Copy every one of the entries below word for word, keeping each line as it appears.

··· Data shown

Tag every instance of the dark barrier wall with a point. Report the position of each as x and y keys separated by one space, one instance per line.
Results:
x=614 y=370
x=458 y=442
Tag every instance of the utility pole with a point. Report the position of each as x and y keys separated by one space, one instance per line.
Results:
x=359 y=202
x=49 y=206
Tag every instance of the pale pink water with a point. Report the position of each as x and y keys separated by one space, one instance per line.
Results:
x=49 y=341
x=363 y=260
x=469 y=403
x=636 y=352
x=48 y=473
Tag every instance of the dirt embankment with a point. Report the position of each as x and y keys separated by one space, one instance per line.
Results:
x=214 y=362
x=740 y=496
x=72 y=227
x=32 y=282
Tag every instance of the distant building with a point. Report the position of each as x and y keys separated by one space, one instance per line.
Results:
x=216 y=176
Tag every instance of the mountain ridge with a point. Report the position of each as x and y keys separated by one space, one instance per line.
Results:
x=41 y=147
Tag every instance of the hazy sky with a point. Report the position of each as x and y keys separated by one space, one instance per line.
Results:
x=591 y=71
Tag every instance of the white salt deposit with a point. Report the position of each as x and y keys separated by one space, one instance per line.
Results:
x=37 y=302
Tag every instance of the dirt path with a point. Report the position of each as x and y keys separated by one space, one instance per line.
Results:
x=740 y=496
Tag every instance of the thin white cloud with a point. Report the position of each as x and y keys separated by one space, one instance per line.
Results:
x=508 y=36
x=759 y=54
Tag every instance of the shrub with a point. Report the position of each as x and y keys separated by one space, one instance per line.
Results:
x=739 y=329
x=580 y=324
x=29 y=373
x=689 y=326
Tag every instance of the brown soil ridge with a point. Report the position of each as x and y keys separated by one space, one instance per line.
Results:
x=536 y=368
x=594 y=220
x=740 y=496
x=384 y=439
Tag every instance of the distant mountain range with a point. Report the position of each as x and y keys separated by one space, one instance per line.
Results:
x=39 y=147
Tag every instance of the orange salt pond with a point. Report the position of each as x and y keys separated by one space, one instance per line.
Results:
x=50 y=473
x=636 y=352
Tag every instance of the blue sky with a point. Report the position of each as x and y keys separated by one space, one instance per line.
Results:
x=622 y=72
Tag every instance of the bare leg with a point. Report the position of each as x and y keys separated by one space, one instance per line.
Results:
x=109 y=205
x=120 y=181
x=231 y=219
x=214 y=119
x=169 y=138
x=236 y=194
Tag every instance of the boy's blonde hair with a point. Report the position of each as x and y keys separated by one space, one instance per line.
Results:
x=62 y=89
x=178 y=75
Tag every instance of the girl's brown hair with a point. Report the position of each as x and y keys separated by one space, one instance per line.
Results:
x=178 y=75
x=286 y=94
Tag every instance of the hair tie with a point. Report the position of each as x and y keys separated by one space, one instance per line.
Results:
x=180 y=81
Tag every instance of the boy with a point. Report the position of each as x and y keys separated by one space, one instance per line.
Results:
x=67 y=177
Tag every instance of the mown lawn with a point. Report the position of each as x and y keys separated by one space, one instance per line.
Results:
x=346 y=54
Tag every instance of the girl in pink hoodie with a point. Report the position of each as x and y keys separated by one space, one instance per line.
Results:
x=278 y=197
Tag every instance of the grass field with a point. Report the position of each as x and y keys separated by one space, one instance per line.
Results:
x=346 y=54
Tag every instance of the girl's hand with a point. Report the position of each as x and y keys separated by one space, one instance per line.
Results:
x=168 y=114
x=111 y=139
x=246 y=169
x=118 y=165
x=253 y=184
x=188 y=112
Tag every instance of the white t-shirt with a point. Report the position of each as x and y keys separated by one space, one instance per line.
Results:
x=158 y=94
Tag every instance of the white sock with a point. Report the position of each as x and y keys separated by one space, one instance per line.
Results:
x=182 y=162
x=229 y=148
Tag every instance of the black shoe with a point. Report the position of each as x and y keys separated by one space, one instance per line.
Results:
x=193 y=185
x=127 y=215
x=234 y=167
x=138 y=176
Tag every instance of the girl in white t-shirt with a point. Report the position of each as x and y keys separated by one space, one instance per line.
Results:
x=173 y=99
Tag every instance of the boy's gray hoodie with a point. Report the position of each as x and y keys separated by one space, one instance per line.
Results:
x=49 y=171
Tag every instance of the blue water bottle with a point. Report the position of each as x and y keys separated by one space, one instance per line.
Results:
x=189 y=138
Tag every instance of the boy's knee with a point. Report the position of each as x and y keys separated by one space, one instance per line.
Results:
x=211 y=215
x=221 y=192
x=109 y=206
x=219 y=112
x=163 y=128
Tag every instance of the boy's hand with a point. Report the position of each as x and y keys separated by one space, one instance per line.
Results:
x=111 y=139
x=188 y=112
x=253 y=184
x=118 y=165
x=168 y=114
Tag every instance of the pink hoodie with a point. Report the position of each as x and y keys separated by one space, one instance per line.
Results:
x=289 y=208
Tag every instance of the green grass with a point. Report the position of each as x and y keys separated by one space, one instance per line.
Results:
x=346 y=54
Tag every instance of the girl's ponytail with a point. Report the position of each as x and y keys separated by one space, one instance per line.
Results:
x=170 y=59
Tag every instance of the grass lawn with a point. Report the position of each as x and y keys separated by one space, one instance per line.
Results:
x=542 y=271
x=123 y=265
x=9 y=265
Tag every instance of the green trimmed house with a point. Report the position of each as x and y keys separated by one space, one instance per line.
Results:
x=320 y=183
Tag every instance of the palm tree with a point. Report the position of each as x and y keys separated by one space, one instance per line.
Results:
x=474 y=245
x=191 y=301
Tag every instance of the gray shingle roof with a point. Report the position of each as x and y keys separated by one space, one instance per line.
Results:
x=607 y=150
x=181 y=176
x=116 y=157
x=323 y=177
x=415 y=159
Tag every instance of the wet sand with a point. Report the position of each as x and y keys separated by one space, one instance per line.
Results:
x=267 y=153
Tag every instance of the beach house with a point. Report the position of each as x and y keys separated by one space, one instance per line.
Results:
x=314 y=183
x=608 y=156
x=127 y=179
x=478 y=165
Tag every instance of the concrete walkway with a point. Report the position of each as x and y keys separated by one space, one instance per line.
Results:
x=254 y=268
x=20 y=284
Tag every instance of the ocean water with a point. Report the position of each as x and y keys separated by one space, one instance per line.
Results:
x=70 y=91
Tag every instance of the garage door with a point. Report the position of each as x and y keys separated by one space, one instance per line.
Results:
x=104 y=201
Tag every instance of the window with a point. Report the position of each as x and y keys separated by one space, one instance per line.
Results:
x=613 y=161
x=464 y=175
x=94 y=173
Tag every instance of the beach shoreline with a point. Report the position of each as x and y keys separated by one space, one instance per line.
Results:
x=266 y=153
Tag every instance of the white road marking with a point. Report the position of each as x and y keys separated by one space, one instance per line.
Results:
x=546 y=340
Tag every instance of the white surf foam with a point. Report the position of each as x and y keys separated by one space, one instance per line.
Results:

······

● **In response**
Tag every instance of the dark barrier wall with a point. Report the position of each as x and y keys separated by one space, one instance per line.
Results:
x=614 y=370
x=458 y=442
Tag every instance of the utility pole with a point. Report the position of each as x and y keys separated by one space, one instance per line.
Results:
x=359 y=202
x=49 y=206
Tag every instance of the pale pink water with a point. Report the position of each as x and y keys separated by one space, one instance per line.
Results:
x=49 y=341
x=363 y=260
x=469 y=403
x=636 y=352
x=48 y=473
Tag every instance of the dirt embankment with a point. Report the position of each as x and y keys separated by one space, one instance per line.
Results:
x=214 y=362
x=740 y=496
x=72 y=227
x=32 y=282
Tag every instance of the distant building with a point. Report the position of each as x and y keys separated by one space, one instance per line.
Results:
x=216 y=176
Tag every instance of the mountain ridge with a point. Report the position of each as x and y keys separated by one space, one instance per line.
Results:
x=41 y=147
Tag every instance of the hazy sky with a point. Report the position of each as x and y keys separated by one space, one instance per line.
Results:
x=591 y=71
Tag every instance of the white salt deposit with a point. Report the position of each as x and y keys separated by one space, one instance per line.
Results:
x=37 y=302
Tag every instance of the dirt path with a point. Report the position of each as x and y keys separated by one space, one instance per line.
Results:
x=740 y=496
Tag every instance of the thin white cloud with a point. Report the position of each as x and y keys separated by one space, one instance per line.
Results:
x=508 y=36
x=759 y=54
Tag every instance of the shrub with a point. Report the position of each as x and y keys separated by one space, one instance per line.
Results:
x=739 y=329
x=580 y=324
x=29 y=373
x=689 y=326
Tag every instance of the brown soil ridge with a point. Report the position of each as x and y keys separated by one space, one instance per line.
Results:
x=536 y=368
x=594 y=220
x=740 y=496
x=384 y=439
Tag every instance of the distant mountain range with a point. Report the position of each as x and y keys separated by one space, one instance per line.
Results:
x=39 y=147
Tag every instance of the orange salt pond with a point. Report the position of each as x and y keys separated by one space, one instance per line.
Results:
x=50 y=473
x=636 y=352
Tag every instance of the blue sky with a point. Report the position of each as x and y keys separated by one space, one instance per line.
Results:
x=622 y=72
Tag every instance of the bare leg with a point. Report the position of each as x and y keys separated by one space, one instance per line.
Results:
x=109 y=205
x=120 y=181
x=231 y=219
x=214 y=119
x=169 y=138
x=236 y=194
Tag every instance of the boy's blonde hair with a point. Report the position of each as x and y keys separated by one space, one instance per line.
Results:
x=62 y=89
x=178 y=75
Tag every instance of the girl's brown hair with a point. Report the position of each as x and y keys separated by one space, one instance per line.
Results:
x=178 y=75
x=286 y=94
Tag every instance of the hair tie with a point. Report the position of each as x and y keys separated by one space, one instance per line.
Results:
x=180 y=81
Tag every instance of the boy with a point. Report the position of each as x and y keys separated by one space, one instance per line.
Results:
x=67 y=177
Tag every instance of the mown lawn with a point. Report the position of each as x and y keys separated by one space, one instance per line.
Results:
x=346 y=54
Tag every instance of the girl in pink hoodie with a point. Report the position of each as x and y keys separated by one space, one instance per line.
Results:
x=278 y=197
Tag every instance of the grass field with a point. Report the position of each as x and y keys separated by one space, one instance per line.
Results:
x=346 y=54
Tag every instance of the girl's hand with a point. Report the position of each as x and y keys separated by one space, one instance per line.
Results:
x=168 y=114
x=111 y=139
x=246 y=169
x=118 y=165
x=253 y=184
x=188 y=112
Tag every instance of the white t-shirt with a point. Report the position of each as x and y keys separated by one space, one instance per line.
Results:
x=158 y=94
Tag every instance of the white sock with a point. Report the position of each as x and y keys separated by one space, one instance per line.
Results:
x=182 y=162
x=229 y=148
Tag every instance of the black shoe with a point. Report the position of each as x and y keys separated by one space, one instance per line.
Results:
x=193 y=185
x=127 y=215
x=234 y=167
x=138 y=176
Tag every instance of the girl in white t-shirt with a point. Report the position of each as x and y keys separated by one space, one instance per line.
Results:
x=173 y=99
Tag every instance of the boy's gray hoodie with a point. Report the position of each as x and y keys separated by one space, one instance per line.
Results:
x=49 y=171
Tag every instance of the blue water bottle with a point. Report the position of each as x and y keys separated by one space, one instance per line.
Results:
x=189 y=138
Tag every instance of the boy's knee with a point. Report the position of each as x and y keys separated by one space, one instance per line.
Results:
x=211 y=215
x=221 y=192
x=109 y=206
x=219 y=112
x=163 y=128
Tag every instance of the boy's hand with a point. Report the position of each as x and y keys separated by one space, one instance per line.
Results:
x=111 y=139
x=188 y=112
x=253 y=184
x=118 y=165
x=168 y=114
Tag every instance of the pink hoodie with a point. Report the position of each as x and y keys separated by one space, one instance per line.
Results:
x=289 y=208
Tag every instance of the green grass with a point. Report the position of each as x and y keys separated by one space, one instance per line.
Results:
x=346 y=54
Tag every instance of the girl's ponytail with a point. Report the position of each as x and y keys separated by one space, one instance per line.
Results:
x=170 y=59
Tag every instance of the grass lawn with a point. Report the position of each as x and y keys separated by one space, one instance per line.
Results:
x=542 y=271
x=123 y=265
x=9 y=265
Tag every instance of the green trimmed house with a point. Report the position of each as x and y keys separated by one space, one instance per line.
Results:
x=320 y=183
Tag every instance of the palm tree with a point. Report the position of each as x and y keys separated by one space, one instance per line.
Results:
x=474 y=245
x=191 y=301
Tag every instance of the gray shingle roof with a point. Report the position of each as x and y keys separated by one space, one instance per line.
Results:
x=607 y=150
x=181 y=176
x=116 y=157
x=323 y=177
x=415 y=159
Tag every instance of the wet sand with a point. Report the position of each as x and y keys separated by one space, one instance per line.
Results:
x=267 y=153
Tag every instance of the beach house with a point. Report the position of each as x and y keys separated by one space, one instance per line.
Results:
x=314 y=183
x=608 y=156
x=127 y=179
x=478 y=165
Tag every instance of the concrete walkway with a point. Report the position of each as x and y keys separated by one space, one instance per line.
Results:
x=254 y=268
x=20 y=284
Tag every instance of the ocean water with a point. Report the position of each as x and y keys separated by one space, one instance per line.
Results:
x=70 y=91
Tag every instance of the garage door with a point. Report the position of each as x and y keys separated by one space, one instance per line.
Results:
x=104 y=201
Tag every instance of the window with a point. Report the position of each as x and y keys separated by one space, one instance per line.
Results:
x=613 y=161
x=464 y=175
x=94 y=173
Tag every instance of the beach shoreline with a point. Report the position of each as x and y keys separated by one space, one instance per line.
Results:
x=266 y=153
Tag every instance of the white road marking with a point. Report the position of each as x and y keys separated by one space, one instance per line.
Results:
x=546 y=340
Tag every instance of the white surf foam with a point. Report the position of each as x and y keys separated by one space, one instance per line.
Results:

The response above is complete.